=== GIVEN PASSAGE ===
....
29 May 2012 | News | By BioSpectrum Bureau

Rice originated in China

China was the original home of rice

China was the original home of rice

Singapore: A study that employed large-scale gene re-sequencing to trace the origin of rice, through thousands of years of evolutionary history, has revealed that the cereal grain originated in China. The research was conducted by scientists at the Center for Genomics and Systems Biology and Department of Biology, New York University; Department of Biology, Washington University, St Louis; Department of Genetics, Stanford University; and Department of Agronomy, Purdue University; and was published in the latest issue of the Proceedings of the National Academy of Sciences (PNAS). The research was funded by a grant from the National Science Foundation Plant Genome Research Program. Previous research had suggested that domesticated rice had two points of origin, including India and China.

Although the Asian rice, Oryza sativa, has several varieties, two major subspecies of rice - japonica and indica - represent most of the world's varieties. Because rice is so diverse, its origins have been the subject of scientific debate. One theory-a single-origin model-suggests that indica and japonica were domesticated once from the wild rice O. rufipogon. Another-a multiple-origin model-proposes that these two major rice types were domesticated separately and in different parts of Asia.
....
=== GIVEN ENTRIES ===
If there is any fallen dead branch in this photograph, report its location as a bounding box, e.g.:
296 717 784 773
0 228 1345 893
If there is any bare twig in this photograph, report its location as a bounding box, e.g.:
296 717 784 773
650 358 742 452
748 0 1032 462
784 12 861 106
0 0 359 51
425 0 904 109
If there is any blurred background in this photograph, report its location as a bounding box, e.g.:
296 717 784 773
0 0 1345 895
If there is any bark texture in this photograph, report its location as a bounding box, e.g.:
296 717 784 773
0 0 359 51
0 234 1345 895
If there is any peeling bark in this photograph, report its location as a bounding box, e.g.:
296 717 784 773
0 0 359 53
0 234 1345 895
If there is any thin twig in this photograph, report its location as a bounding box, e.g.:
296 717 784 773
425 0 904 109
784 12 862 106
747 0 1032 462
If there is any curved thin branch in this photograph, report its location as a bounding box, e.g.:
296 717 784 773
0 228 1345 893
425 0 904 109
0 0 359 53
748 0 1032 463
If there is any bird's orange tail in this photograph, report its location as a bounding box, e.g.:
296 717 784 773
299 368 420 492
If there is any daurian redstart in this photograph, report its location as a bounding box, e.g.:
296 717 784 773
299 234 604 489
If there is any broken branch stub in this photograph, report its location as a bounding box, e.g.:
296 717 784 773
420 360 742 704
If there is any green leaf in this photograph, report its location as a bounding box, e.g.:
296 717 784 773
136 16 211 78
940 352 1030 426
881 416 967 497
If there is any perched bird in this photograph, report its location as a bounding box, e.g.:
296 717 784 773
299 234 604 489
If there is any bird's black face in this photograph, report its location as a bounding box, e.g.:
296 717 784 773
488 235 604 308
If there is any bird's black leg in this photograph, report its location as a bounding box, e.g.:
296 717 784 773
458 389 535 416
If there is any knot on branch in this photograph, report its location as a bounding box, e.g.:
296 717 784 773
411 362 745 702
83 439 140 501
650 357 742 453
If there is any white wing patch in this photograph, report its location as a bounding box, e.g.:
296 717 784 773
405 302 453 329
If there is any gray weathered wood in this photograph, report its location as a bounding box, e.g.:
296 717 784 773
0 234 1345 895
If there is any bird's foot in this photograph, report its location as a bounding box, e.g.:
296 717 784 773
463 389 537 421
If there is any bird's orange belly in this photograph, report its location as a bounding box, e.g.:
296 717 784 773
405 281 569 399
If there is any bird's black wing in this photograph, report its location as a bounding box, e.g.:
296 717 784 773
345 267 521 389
....
=== REQUIREMENT A ===
Summarize the rice origin article in two sentences.
=== REQUIREMENT B ===
Extend the rice origin article from its last sentence.

=== RESULT A ===
A large-scale gene re-sequencing study by researchers at New York University, Washington University in St Louis, Stanford University, and Purdue University, published in PNAS, found that rice originated in China, although earlier research had suggested two points of origin, including India and China. Most varieties of Asian rice, Oryza sativa, belong to the japonica and indica subspecies, and its diversity has fueled debate between a single-origin model, in which both were domesticated once from the wild rice O. rufipogon, and a multiple-origin model, in which they were domesticated separately in different parts of Asia.

=== RESULT B ===
In the PNAS study, the researchers re-assessed the evolutionary history, or phylogeny, of domesticated rice by re-sequencing 630 gene fragments on selected chromosomes from a diverse set of wild and domesticated rice varieties. They concluded that the two species have the same origin as they have a closer genetic relationship to each other. The investigators also used a 'molecular clock' of rice genes to see when rice evolved. Depending on how the researchers calibrated their clock, they pinpointed the origin of rice at possibly 8,200 years ago, while japonica and indica split apart from each other about 3,900 years ago.

The study has been co-authored by several eminent scientists such as biologist Michael Purugganan, NYU and Dr Barbara A Schaal, Mary-Dell Chilton Distinguished Professor of Biology at Washington University in St Louis.